Requirements: Exactly reproduce the lines from the line containing "Exercise. Identify every instance of the green" to the end of the data below, inclusive, and nothing else.

Object position labeling entries:
··········
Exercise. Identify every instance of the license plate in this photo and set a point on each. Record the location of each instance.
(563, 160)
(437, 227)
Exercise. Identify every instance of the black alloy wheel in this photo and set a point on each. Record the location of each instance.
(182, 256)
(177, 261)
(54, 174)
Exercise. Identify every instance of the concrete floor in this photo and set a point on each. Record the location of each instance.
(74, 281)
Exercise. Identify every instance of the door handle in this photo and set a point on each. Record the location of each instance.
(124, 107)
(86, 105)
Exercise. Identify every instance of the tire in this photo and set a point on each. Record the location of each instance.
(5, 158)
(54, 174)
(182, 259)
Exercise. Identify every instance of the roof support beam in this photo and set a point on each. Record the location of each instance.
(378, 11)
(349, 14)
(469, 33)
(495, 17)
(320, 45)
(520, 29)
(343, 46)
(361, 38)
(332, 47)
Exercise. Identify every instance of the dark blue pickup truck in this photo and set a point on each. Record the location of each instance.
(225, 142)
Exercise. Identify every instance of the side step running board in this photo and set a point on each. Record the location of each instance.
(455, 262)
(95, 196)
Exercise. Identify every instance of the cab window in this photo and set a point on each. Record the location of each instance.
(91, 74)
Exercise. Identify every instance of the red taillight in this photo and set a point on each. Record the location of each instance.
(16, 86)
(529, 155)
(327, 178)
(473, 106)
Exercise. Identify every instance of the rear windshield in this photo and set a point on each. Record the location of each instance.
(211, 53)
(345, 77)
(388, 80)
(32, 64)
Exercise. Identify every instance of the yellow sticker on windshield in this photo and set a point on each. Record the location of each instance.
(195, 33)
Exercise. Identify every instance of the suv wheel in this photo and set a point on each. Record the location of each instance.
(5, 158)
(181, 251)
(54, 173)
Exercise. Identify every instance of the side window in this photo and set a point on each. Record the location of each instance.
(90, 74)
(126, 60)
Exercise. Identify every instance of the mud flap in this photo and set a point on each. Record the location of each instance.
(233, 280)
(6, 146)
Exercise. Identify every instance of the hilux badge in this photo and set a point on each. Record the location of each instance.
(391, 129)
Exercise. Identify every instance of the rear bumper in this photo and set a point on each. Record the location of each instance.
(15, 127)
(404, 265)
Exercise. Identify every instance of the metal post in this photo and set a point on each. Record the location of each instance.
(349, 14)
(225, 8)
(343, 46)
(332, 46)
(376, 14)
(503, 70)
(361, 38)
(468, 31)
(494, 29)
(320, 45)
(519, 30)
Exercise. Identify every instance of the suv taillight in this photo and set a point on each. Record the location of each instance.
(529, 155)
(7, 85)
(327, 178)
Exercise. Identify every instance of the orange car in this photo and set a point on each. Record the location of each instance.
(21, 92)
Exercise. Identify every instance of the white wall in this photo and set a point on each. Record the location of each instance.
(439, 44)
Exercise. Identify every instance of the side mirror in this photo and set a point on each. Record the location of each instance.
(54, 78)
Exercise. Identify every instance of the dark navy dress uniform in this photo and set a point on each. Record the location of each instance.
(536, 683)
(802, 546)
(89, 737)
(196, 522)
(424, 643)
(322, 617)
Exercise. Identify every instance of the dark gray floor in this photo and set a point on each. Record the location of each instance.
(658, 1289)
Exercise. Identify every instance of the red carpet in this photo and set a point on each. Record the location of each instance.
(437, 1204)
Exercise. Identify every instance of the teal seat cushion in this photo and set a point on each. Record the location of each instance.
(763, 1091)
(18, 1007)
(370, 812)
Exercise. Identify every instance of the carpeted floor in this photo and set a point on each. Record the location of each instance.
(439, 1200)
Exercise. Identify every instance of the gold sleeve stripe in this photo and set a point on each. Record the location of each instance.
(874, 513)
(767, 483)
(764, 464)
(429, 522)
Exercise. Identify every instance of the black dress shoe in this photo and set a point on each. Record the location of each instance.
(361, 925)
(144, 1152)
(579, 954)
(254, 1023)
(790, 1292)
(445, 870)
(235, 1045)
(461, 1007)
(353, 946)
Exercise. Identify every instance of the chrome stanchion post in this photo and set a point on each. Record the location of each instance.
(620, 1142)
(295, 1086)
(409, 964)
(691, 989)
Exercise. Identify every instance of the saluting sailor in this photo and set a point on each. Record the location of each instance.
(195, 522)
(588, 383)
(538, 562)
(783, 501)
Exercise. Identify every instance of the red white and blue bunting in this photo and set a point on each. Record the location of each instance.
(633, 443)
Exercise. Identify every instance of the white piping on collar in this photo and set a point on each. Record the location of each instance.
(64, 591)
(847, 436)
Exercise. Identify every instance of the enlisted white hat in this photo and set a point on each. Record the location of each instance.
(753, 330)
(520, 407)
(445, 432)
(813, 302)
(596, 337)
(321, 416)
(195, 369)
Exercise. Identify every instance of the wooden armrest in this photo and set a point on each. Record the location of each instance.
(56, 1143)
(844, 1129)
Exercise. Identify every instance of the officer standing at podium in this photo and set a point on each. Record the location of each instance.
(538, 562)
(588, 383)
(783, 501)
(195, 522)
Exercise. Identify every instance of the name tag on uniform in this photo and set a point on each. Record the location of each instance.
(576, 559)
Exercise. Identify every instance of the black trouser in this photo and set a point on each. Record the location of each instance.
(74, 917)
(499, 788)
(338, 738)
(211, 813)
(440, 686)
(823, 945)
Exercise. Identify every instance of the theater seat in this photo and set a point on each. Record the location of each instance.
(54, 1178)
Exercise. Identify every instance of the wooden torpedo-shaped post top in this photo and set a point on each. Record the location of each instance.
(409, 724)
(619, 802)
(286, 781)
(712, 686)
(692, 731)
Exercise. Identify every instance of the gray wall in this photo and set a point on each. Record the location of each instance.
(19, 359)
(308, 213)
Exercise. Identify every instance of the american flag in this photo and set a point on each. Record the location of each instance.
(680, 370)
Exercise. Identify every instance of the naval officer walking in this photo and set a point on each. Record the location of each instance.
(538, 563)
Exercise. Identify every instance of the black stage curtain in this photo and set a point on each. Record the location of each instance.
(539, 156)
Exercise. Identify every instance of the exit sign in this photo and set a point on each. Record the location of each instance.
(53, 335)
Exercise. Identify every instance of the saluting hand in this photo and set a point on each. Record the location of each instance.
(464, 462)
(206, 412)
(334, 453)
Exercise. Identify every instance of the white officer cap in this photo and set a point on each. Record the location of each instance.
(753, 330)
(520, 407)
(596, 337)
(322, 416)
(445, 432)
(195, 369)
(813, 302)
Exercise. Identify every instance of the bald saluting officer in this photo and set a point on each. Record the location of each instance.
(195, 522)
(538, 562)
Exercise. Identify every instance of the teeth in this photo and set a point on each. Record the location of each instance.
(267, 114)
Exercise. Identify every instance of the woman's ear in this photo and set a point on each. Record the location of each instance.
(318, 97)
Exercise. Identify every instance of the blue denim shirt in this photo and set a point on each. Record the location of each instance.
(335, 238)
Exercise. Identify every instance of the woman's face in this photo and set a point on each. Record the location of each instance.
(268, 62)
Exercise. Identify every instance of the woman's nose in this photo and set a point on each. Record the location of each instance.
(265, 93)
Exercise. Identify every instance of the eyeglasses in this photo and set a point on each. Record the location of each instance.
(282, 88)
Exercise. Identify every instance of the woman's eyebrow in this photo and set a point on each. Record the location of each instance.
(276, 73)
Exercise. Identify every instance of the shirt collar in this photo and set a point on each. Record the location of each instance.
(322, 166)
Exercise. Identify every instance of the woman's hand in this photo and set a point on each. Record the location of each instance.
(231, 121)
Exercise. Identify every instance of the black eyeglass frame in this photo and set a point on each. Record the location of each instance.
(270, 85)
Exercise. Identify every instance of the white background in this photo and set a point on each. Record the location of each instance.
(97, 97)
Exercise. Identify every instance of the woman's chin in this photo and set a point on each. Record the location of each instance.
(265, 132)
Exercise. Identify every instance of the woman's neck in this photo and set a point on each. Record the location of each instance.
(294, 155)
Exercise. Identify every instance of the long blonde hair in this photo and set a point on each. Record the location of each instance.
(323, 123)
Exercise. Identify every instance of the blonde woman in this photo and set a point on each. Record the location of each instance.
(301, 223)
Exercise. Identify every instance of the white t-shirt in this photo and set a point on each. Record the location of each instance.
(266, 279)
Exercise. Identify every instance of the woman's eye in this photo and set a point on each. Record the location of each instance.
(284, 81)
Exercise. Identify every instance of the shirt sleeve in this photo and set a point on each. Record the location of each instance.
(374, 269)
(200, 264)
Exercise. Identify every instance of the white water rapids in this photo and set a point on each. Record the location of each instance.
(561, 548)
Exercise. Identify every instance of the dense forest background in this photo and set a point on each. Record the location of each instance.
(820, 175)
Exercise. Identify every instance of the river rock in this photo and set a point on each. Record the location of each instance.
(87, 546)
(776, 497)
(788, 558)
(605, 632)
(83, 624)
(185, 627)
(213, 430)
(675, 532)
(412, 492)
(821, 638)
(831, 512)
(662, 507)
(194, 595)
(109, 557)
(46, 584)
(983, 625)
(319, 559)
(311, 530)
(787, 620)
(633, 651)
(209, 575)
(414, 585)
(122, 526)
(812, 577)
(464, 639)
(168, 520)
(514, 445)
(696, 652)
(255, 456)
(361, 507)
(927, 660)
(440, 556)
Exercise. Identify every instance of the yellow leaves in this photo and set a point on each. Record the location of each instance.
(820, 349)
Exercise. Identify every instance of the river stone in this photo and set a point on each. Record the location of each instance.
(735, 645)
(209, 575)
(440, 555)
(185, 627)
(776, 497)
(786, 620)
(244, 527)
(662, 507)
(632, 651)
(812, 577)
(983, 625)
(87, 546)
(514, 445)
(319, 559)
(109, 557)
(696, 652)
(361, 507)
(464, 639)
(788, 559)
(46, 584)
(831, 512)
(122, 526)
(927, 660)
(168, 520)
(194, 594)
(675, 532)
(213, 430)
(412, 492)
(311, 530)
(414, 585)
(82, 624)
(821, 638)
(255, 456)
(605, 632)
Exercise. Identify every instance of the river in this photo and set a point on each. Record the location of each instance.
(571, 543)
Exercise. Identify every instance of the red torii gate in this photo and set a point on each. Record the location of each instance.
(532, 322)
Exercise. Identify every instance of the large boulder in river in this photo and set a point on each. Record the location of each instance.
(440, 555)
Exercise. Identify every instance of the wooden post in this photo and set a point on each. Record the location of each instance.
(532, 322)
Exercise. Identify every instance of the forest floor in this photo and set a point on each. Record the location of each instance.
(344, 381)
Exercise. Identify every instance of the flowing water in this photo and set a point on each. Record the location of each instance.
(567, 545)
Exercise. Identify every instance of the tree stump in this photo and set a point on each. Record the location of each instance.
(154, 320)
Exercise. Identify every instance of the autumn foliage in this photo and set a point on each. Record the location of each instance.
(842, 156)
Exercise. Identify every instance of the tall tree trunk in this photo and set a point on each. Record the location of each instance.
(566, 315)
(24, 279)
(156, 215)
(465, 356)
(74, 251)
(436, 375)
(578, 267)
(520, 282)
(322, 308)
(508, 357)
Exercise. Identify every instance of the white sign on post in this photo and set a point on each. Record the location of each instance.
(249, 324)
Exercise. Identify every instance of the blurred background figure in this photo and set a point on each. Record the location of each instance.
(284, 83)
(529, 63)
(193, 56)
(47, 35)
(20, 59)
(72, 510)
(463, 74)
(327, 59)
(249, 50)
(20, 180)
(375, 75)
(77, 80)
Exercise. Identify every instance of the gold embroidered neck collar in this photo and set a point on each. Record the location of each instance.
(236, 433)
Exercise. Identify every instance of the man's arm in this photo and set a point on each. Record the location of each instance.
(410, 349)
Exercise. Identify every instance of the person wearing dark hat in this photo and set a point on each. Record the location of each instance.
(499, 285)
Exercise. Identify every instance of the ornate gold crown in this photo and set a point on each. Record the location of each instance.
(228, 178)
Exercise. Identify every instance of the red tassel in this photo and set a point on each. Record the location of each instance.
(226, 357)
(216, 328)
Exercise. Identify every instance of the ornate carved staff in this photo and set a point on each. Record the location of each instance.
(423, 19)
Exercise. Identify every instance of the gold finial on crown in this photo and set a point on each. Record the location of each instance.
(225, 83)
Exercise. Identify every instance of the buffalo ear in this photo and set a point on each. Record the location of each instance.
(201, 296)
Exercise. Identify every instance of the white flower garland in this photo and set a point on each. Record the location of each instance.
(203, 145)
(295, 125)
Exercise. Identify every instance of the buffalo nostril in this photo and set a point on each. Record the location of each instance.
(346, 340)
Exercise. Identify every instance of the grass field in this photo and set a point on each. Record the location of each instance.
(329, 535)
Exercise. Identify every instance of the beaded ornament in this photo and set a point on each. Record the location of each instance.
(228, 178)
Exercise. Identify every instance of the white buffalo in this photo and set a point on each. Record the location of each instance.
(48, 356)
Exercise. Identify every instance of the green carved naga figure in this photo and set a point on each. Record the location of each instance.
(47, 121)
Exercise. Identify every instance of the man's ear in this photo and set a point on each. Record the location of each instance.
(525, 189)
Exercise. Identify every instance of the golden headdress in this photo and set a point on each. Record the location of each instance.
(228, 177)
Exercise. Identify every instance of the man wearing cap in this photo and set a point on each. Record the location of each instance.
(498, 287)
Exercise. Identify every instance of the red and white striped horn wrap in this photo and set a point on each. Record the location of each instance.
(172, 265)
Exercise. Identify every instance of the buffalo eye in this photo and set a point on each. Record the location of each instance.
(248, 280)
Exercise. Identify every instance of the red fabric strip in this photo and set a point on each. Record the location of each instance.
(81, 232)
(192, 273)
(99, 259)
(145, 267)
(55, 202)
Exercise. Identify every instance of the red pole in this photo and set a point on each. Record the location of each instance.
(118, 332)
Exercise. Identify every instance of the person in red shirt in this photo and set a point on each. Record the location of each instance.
··········
Result for this exercise:
Exercise. Identify every instance of the green carved naga figure in this photo and set a point on each. Record the location of each instance.
(47, 121)
Exercise. Identify every instance of the man's ear in this photo and set a point on each. Record the location of each instance.
(525, 189)
Exercise. Identify every instance of the golden headdress in this photo and set a point on each. Record the location of each instance.
(228, 177)
Exercise. Identify every instance of the man wearing cap in this photo and set a point on each. Record the location of each instance.
(498, 287)
Exercise. Identify every instance of the red and white striped horn wrap in this photo and set a point on each. Record the location of each instance.
(172, 265)
Exercise. Identify every instance of the buffalo eye in this photo and set a point on each. Record the location of each instance.
(248, 280)
Exercise. Identify every instance of the red fabric strip in this photo and set a point on each. Record the location of each instance.
(81, 232)
(192, 273)
(99, 259)
(145, 267)
(55, 202)
Exercise. Identify every instance of the red pole in this photo and set a point on each. Record the location of each instance.
(118, 332)
Exercise. Identify every instance of the person in red shirt in this photo and set a point on each. Record the location of each instance.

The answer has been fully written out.